**EXTRACT PROVIDED**
— start —
2013 CHICAGO BEARS PREVIEW
May 27, 2013INDIANA SPORTS PAGE
2013 CHICAGO BEARS PREVIEW
Last Year: 10-6, third in the NFC North
Head Coach: Marc Trestman, First Season
The Chicago Bears won 10 games in 2012 and still didn’t make the playoffs. So they fired Lovie Smith and hired Marc Trestman to try to get them back in the playoffs and another run at the Super Bowl. This may be the team to watch in the NFC in 2013. One key will be protecting QB Jay Cutler. The Bears went out and found some offensive line help in free agent LT Jermon Bushrod and drafting Guard Kyle Long. Cutler has been sacked 153 times in four seasons in Chicago. OC Aaron Kromer will emphasize Cutler have a quicker release and use better footwork. Cutler is known as a gunslinger so that mentality must go. The Bears will also plan on using RB Matt Forte even more in 2013.
WR Brandon Marshall had a career year in 2012 catching 117 footballs for 1508 yards and 11 touchdowns. Marshall will be the focus of the offense again this season. Along with Marshall, the Bears will have Alshon Jeffery and TE Martellus Bennett as targets for Cutler. Jeffery must stay healthy in 2013. One offensive lineman that needs to prove he isn’t a bust is former first round selection Gabe Carimi. So far Carimi hasn’t lived up to expectations and will battle with Matt Slauson at LG.
— end —
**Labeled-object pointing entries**
— start —
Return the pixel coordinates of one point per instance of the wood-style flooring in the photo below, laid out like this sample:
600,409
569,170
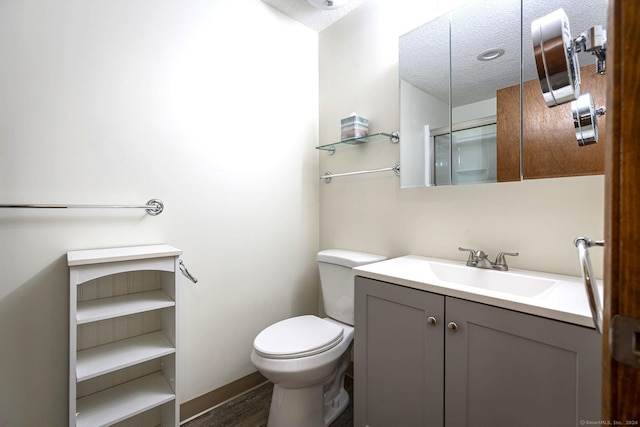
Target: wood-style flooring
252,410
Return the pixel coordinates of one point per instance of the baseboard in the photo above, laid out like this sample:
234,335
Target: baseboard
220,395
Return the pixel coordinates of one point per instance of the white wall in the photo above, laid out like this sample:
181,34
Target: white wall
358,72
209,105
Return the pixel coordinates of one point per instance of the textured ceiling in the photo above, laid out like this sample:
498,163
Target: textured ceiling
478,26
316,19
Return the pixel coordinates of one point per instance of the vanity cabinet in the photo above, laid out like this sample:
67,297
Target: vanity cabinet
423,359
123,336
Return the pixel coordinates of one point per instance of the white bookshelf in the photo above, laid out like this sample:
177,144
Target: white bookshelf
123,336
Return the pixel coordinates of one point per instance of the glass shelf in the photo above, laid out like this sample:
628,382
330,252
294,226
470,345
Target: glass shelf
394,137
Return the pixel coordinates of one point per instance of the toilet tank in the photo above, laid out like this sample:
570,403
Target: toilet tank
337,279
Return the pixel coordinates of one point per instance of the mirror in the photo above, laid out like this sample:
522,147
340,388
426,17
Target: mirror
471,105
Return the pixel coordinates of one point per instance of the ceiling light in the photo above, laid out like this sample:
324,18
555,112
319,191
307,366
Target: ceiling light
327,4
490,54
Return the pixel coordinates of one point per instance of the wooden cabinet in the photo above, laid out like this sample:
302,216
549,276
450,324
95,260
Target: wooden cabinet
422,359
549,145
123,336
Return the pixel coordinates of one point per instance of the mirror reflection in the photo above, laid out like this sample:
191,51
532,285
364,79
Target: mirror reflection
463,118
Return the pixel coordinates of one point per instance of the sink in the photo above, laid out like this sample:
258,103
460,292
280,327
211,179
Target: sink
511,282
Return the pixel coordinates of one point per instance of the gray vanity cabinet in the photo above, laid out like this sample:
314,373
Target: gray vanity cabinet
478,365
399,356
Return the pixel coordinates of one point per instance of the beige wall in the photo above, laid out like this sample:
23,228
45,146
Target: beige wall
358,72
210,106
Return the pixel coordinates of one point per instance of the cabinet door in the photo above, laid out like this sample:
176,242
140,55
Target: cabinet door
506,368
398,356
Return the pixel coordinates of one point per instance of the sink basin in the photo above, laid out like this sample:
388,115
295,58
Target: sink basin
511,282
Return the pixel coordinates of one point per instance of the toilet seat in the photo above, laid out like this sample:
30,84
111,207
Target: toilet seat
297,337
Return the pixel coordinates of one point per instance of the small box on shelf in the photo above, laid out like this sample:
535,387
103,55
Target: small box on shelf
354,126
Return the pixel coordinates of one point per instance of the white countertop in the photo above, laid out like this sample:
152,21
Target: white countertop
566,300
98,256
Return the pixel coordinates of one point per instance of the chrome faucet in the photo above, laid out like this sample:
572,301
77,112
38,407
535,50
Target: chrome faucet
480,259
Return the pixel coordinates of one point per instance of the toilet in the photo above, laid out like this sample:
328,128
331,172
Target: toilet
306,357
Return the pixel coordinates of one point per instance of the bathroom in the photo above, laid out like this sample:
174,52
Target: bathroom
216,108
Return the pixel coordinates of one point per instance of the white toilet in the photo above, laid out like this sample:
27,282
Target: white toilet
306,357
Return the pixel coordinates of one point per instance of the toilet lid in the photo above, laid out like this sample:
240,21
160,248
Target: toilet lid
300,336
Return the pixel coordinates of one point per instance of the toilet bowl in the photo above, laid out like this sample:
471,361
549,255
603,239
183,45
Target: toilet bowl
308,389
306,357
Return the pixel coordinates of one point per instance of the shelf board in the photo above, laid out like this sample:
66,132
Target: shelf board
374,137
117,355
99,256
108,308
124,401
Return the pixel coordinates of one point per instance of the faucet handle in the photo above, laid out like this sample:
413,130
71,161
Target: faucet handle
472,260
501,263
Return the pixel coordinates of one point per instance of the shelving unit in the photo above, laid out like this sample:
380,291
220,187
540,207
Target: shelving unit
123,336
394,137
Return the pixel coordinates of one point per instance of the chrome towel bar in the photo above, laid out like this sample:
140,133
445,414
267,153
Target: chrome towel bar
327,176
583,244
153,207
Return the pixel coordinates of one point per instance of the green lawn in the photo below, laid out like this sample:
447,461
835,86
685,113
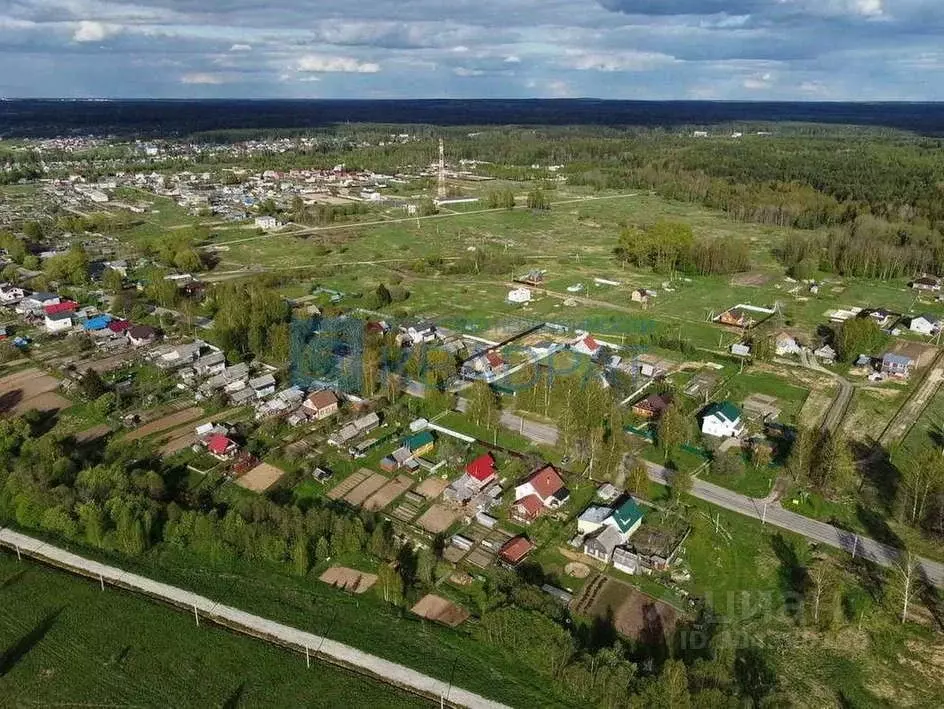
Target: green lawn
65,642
— end —
**REQUIREMENTS**
(1) According to the Bears preview, how many times has Jay Cutler been sacked in his four seasons in Chicago?
(2) Carry the Bears preview forward from its final sentence.

**ANSWER SET**
(1) 153 times.

(2)
On defense, DC Mel Tucker wants to play fast and physical. He will use the Cover 2 scheme and will count on second round pick LB Jon Bostic and fourth round pick LB Khaseem Greene to added speed to the front seven. The Bears signed veteran LB D.J. Williams to help Lance Briggs and Julius Peppers who are aging and LB Brian Urlacher was let go and then retired. Other additions include NT Andre Fluellen, DE Turk McBride, LB James Anderson and DB Tom Zbikowski. Can DB’s Charles Tillman and Tim Jennings play more press man-to-man coverage will be the question?
2012 in Review:
TOTAL OFFENSE: 310.6 (28th)
RUSHING: 123.1 (10th)
PASSING: 187.4 (29th)
TOTAL DEFENSE: 315.6 (5th)
RUN DEFENSE: 101.7 (8TH)
PASS DEFENSE 213.9 (8TH)
2013 BEARS SCHEDULE
Sept. 8 vs. Cincinnati Bengals, 1:00 p.m.
Sept. 15 vs. Minnesota Vikings, 1:00 p.m.
Sept. 22 at Pittsburgh Steelers, 8:30 p.m.
Sept. 29 at Detroit Lions, 1:00 p.m.
Oct. 6 vs. New Orleans Saints, 1:00 p.m.
Oct. 10 vs. New York Giants (Thurs), 8:25 p.m.
Oct. 20 at Washington Redskins, 1:00 p.m.
Nov. 4 at Green Bay Packers (Mon), 8:40p
Nov. 10 vs. Detroit Lions, 1:00 p.m.
Nov. 17 vs. Baltimore Ravens, 1:00 p.m.
Nov. 24 at St. Louis Rams, 1:00 p.m.
Dec. 1 at Minnesota Vikings, 1:00 p.m.
Dec. 9 vs. Dallas Cowboys (Mon), 8:40 p.m.
Dec. 15 at Cleveland Browns, 1:00 p.m.
Dec. 22 at Philadelphia Eagles, 1:00 p.m.
Dec. 29 vs. Green Bay Packers, 1:00 p.m.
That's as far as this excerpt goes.